ИСХОДНЫЙ ТЕКСТ
Жилось ему в это время действительно счастливо и безмятежно. Он сознавал это и ценил. Ложась спать, он радовался мысли о завтрашнем дне, а поутру начинал новый день с радостью. Хорошо, от души молился, каждое слово священника проникало в сердце…
К тому же установились теплые дни, словно природа извинялась за холодное лето. Константин решил ехать в Федоровское, в роту. Едва он приехал, его окружили офицеры, живущие на постое. Он считал, что это вовсе не от того, что его, Великого князя, особенно любили — просто им скучно в Федоровском и они радовались всякому, кто бы ни появился. Хотелось увидеть своих солдат, а Константин никак не мог отделаться от офицерской компании. Шумные и упрямые Ритер и Фуфаевский потянули его обедать, потом повели на местное кладбище, обещая «интересные древности».
Наконец он созвал солдат, поговорил со всеми, а к вечеру ротные песенники устроили концерт. На песни собрались мужики, бабы, дети. Была и пляска. Наконец сыграли зорю, прочитали молитву, все разошлись. Константин шел по темной улице, поднял глаза к небу — «мой тонет взор в безбрежной вышине, откуда ночь глядится в душу мне всей красотой нетленного наряда».
У крайней хаты подворот (как здесь говорили) стоял солдат Рябинин. Одиноко и грустно. Константин остановился, заговорил. Будто и не прерывалась их прежняя беседа в походе, так они были свободны в разговоре — ротный командир и его подчиненный. Речь зашла даже о звездах.
Рябинин поднял лицо к моргающему звездами небу.
— Там потеряешься, — сказал он с сомнением и попросился в отпуск: — Брат поссорился с отцом, собираются делиться, но никак не сговорятся. Просили приехать.

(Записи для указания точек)
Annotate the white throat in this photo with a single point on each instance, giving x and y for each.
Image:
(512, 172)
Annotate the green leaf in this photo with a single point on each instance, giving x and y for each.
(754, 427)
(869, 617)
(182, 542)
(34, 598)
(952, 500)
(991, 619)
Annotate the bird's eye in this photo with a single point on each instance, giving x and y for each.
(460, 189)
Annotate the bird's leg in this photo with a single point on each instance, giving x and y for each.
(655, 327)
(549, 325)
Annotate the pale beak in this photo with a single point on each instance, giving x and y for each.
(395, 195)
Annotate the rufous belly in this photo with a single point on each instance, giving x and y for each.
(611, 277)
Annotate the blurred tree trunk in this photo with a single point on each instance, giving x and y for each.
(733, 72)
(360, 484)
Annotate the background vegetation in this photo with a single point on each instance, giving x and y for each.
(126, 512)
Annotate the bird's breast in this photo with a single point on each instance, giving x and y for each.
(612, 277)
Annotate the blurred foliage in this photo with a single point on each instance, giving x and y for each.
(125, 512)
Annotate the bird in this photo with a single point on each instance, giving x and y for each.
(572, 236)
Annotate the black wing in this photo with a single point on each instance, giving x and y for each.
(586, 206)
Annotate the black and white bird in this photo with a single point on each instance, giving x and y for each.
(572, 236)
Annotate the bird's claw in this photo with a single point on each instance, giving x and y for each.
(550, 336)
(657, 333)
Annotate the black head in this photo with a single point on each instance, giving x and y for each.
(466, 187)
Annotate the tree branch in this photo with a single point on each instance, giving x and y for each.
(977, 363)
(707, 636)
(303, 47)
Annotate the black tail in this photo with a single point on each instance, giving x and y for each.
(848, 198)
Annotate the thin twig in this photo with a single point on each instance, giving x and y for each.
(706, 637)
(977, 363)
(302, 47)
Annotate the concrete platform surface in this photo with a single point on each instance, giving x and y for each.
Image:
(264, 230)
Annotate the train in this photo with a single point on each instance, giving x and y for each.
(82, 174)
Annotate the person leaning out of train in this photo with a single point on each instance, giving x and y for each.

ЗАДАНИЕ 1
Выведите дословно ту часть строк, которая открывается строкой со словами «Annotate the train» и тянется до последней строки включительно.
ЗАДАНИЕ 2
Продолжите текст о Великом князе Константине и его роте, начав сразу после его последней фразы.
Текст и строки никак не связаны между собой.

РЕЗУЛЬТАТ 1
Annotate the train in this photo with a single point on each instance, giving x and y for each.
(82, 174)
Annotate the person leaning out of train in this photo with a single point on each instance, giving x and y for each.

РЕЗУЛЬТАТ 2
— Что ж, если есть надобность, пиши рапорт об исходатайствовании отпуска…
* * *Наутро была чудная погода. Константин пошел к солдатам в поле и в ожидании фельдфебеля копал с ними картошку весело, дружно. Вспомнил, как Дмитрий однажды сказал: «Чудная у тебя рота». Брат даже не знал, сколько наслаждения доставил этими словами Константину, который признавался дневнику: «Я невольно в глубине души еще неясно и как-то боязливо сознаю, что моя привязанность к солдатам, любовь и благодушные отношения начинают отражаться на роте. Неужели я доживу когда-нибудь до полного убеждения, что она — мое создание, что она держится мною и что я действительно имею на нее влияние и держу ее в руках, несмотря на недостаток строгости и резкость карательных мер? Я как-то предчувствую, что это сбудется».
Он разогнул спину, отставил корзину с картошкой, глянул на поле — сухо, солнечно, летает паутина, в тени холодновато, но на пригреве теплынь. Ему вдруг захотелось показать роте своего сына, своего первенца. Хотелось малыша привезти без няни, одного, но как отнесется к этому Лиза, да и позволит ли?
Елизавета Маврикиевна поняла желание мужа.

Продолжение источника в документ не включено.